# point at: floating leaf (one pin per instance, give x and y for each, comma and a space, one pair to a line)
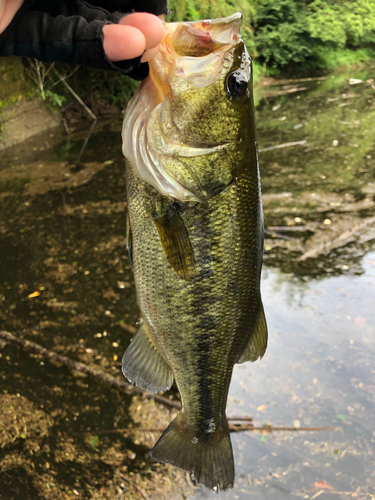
94, 441
323, 485
359, 321
341, 417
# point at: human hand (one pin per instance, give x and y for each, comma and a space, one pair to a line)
85, 33
135, 34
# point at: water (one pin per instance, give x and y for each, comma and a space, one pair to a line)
62, 230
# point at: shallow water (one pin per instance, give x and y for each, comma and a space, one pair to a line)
62, 228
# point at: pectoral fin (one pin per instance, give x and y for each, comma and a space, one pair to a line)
176, 244
143, 366
257, 344
128, 239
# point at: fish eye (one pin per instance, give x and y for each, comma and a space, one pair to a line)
237, 84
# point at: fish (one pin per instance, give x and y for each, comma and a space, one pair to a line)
195, 236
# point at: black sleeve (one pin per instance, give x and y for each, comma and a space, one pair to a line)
66, 31
156, 7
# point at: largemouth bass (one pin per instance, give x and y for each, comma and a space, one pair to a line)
195, 236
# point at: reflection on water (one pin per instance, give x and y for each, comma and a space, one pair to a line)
62, 233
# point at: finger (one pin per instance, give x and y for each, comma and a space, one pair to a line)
151, 27
150, 54
122, 42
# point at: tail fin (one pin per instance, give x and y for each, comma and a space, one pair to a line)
209, 457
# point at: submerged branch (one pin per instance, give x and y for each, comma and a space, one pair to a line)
232, 428
95, 373
341, 240
285, 145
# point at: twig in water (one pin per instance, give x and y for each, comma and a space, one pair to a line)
135, 486
232, 428
95, 373
275, 235
62, 80
285, 145
341, 240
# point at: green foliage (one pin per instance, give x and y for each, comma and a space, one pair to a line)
288, 32
281, 32
342, 22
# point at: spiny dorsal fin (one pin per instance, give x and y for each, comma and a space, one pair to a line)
257, 345
176, 243
143, 366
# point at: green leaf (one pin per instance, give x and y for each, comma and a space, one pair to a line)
341, 417
262, 439
94, 442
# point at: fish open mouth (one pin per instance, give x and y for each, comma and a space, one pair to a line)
192, 56
195, 51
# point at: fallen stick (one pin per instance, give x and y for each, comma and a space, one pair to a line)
288, 228
232, 428
285, 145
95, 373
278, 236
341, 240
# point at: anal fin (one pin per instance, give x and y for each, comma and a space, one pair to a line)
209, 457
257, 345
143, 366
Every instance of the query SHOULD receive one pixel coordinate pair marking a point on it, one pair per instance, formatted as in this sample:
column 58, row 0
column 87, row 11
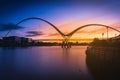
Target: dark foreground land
column 103, row 60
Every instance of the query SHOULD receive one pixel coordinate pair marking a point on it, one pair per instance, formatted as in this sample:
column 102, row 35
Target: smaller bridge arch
column 36, row 18
column 74, row 31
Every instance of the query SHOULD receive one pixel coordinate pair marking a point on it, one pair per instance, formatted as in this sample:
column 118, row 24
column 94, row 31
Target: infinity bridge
column 66, row 37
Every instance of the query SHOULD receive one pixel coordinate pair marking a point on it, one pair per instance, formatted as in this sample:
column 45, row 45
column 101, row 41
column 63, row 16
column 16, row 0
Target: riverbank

********************

Work to complete:
Retype all the records exactly and keep out every picture.

Exercise result:
# point at: floating leaf (one pin per instance, give x and y for each, comma and a space, one pair to a line)
94, 441
323, 485
359, 321
341, 417
# point at: human hand (one pin per instance, give x and y for each, comma and a space, one pair to a line)
85, 33
135, 34
# point at: water (one pin per instance, give x and y for each, comma and a space, one pair to a line)
62, 230
# point at: shallow water (one pin per instance, give x and y for each, comma and a space, one pair to a line)
62, 228
# point at: pectoral fin (one pin per instance, give x and y for each, comma and a space, one pair to a line)
176, 244
143, 366
257, 344
128, 239
# point at: fish eye (one pin per instance, give x and y for each, comma and a space, one pair to a line)
237, 84
# point at: fish (one pin per instance, give x and y for each, comma and a space, one pair to a line)
195, 236
# point at: black sleeve (one pin per instance, give x and y for each, comma and a space, one pair to a line)
66, 31
156, 7
# point at: largemouth bass (one pin per instance, give x and y for each, comma and a space, one pair to a line)
195, 236
# point at: reflection on water (one pin per instance, give x and y for each, comma and a space, one pair to a line)
62, 233
# point at: finger (one pin per instance, give x and y for each, comma and a space, one pair to a line)
151, 27
150, 54
122, 42
# point at: tail fin (one pin per instance, give x and y for each, comma and a space, one pair to a line)
209, 457
# point at: submerged branch (one pin per instance, give x and y for each, comma and a space, one pair to a line)
232, 428
95, 373
341, 240
285, 145
# point at: twig in water (one pin per instance, give x and y for each, comma and a space, one pair to a line)
135, 486
232, 428
95, 373
275, 235
62, 80
285, 145
341, 240
# point at: green foliage (one pin per instance, give x and y for each, comma and a space, one pair to a line)
288, 32
281, 32
342, 22
# point at: spiny dorsal fin (one pin per instance, give x and y for each, comma and a space, one pair to a line)
257, 345
176, 243
143, 366
# point at: green leaf (one pin per instance, give x and y for each, comma and a space, one pair to a line)
341, 417
262, 439
94, 442
# point at: fish open mouth (one pin per instance, give x and y for each, comma and a space, one pair to a line)
192, 56
195, 51
# point at: fallen stick (one pin per instance, give x and y for each, comma and a space, one pair to a line)
288, 228
232, 428
285, 145
95, 373
278, 236
341, 240
# point at: anal fin (one pin per instance, give x and y for each, comma and a space, one pair to a line)
209, 457
257, 345
143, 366
Every instance of the query SHOULD receive one pixel coordinate pair marking a point on it, one pair per instance, formatted as in this sample:
column 58, row 0
column 87, row 11
Target: dark foreground land
column 103, row 60
Every instance of the query SHOULD receive one pixel coordinate pair marking a point on it, one pair per instance, formatted as in this sample:
column 102, row 35
Target: smaller bridge arch
column 36, row 18
column 74, row 31
Every instance of the query SHOULD receive one pixel coordinate pair marking a point on it, one pair per instance, formatted as in this sample:
column 118, row 24
column 94, row 31
Target: infinity bridge
column 66, row 37
Every instance of the query SHOULD receive one pixel coordinate pair marking a point on it, one pair per instance, formatted as in this sample:
column 45, row 45
column 101, row 41
column 63, row 16
column 16, row 0
Target: riverbank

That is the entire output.